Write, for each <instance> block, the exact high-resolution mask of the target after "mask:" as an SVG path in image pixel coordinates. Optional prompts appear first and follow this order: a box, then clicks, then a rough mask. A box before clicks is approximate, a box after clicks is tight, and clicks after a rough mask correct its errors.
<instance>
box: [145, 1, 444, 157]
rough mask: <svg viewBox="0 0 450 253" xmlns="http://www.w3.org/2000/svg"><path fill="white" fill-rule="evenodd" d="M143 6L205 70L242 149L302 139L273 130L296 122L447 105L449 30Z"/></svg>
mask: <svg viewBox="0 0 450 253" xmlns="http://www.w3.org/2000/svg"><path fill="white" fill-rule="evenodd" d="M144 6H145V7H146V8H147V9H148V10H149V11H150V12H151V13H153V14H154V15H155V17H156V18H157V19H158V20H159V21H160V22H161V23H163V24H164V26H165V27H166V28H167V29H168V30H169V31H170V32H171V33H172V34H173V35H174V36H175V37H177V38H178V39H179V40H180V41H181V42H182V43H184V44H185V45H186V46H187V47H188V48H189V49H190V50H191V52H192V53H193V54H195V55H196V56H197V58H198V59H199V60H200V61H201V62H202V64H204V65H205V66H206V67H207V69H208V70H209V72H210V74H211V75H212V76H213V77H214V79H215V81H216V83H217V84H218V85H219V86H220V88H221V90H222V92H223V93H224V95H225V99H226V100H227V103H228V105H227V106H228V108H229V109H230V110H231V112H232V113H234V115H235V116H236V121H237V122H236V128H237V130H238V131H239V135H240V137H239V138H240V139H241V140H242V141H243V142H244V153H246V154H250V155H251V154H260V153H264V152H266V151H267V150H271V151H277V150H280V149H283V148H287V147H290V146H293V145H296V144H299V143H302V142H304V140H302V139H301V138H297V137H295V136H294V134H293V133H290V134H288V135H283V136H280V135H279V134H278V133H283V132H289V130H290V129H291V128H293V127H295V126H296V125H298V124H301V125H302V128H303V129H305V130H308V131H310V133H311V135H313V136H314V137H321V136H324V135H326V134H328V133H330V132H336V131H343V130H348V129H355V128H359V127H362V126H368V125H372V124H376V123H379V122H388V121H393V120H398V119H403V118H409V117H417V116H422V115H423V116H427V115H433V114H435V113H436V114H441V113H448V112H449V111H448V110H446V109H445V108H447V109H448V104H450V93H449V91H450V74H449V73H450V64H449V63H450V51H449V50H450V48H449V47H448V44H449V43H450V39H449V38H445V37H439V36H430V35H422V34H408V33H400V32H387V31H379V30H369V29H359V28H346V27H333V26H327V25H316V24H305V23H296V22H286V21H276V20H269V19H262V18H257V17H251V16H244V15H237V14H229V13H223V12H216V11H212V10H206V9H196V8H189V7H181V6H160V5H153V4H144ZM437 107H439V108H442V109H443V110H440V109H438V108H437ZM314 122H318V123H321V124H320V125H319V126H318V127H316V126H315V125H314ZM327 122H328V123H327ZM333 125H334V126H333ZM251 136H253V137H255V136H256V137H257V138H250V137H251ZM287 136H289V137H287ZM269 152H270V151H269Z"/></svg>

^^^^^^^^^^^^^^^^

• What is expected
Can you retype the material word for word, starting at its first line and stopping after the line that contains "rough mask: <svg"?

• Finished exercise
Write, for each <instance> block, the exact high-resolution mask of the target after "mask:" as an SVG path in image pixel coordinates. Optional prompts appear first and follow this order: a box, then clicks, then a rough mask. A box before clicks is approximate, a box after clicks is tight, and clicks after a rough mask correct its errors.
<instance>
box: [145, 1, 444, 157]
rough mask: <svg viewBox="0 0 450 253" xmlns="http://www.w3.org/2000/svg"><path fill="white" fill-rule="evenodd" d="M143 6L205 70L242 149L302 139L273 130L296 122L447 105L449 30Z"/></svg>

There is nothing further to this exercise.